[An excerpt from a dataset]
>>>>>

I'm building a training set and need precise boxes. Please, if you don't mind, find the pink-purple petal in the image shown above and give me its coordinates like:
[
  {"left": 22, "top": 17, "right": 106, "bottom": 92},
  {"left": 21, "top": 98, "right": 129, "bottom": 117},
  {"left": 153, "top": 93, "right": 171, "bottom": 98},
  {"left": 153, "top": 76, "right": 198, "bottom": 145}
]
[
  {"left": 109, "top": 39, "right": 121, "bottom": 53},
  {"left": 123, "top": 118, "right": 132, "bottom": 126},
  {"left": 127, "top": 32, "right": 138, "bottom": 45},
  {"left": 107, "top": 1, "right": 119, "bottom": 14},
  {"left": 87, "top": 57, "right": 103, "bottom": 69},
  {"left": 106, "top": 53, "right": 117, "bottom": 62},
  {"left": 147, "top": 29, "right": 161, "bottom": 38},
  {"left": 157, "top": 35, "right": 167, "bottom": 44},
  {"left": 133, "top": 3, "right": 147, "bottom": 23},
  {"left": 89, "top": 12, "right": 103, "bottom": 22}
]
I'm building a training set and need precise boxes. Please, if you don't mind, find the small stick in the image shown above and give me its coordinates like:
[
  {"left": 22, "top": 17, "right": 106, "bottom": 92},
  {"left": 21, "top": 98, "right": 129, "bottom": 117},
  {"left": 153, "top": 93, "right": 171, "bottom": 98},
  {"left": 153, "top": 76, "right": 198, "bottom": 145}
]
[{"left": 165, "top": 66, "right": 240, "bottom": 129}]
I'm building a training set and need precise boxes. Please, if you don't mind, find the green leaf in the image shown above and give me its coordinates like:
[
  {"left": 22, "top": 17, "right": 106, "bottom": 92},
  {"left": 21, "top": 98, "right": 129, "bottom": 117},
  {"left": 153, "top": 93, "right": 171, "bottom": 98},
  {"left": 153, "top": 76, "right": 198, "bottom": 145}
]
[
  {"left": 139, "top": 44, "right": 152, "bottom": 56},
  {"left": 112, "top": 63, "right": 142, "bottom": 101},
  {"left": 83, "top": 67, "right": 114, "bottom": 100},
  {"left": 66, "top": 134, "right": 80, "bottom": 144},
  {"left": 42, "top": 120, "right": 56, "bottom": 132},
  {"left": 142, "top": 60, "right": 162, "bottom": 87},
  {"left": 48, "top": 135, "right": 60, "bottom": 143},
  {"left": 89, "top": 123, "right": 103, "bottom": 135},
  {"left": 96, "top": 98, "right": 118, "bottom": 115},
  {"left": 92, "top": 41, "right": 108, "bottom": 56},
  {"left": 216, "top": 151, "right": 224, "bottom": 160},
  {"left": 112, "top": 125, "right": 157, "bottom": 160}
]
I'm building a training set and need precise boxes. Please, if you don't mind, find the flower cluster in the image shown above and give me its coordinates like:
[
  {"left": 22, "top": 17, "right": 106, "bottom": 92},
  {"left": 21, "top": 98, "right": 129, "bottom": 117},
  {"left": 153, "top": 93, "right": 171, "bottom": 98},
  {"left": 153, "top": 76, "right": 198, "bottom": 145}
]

<<<<<

CHALLENGE: Pull out every line of the items above that contains the word "boxes". Uppercase and lowercase count as different.

SOLUTION:
I'm building a training set and need precise boxes. Please, if you don't mind, find the pink-purple petal in the image shown above and give me its coordinates like:
I'm building a training set and need precise boxes. Please, if you don't mind, find the small stick in the image shown above and give me its coordinates like:
I'm building a training set and need precise boxes. Please, if you don't mind, find the green leaf in the image shown above and give me its coordinates like:
I'm building a training set and need precise boxes. Please, if you don't mind, find the flower cluster in the image shown above and give me its coordinates like:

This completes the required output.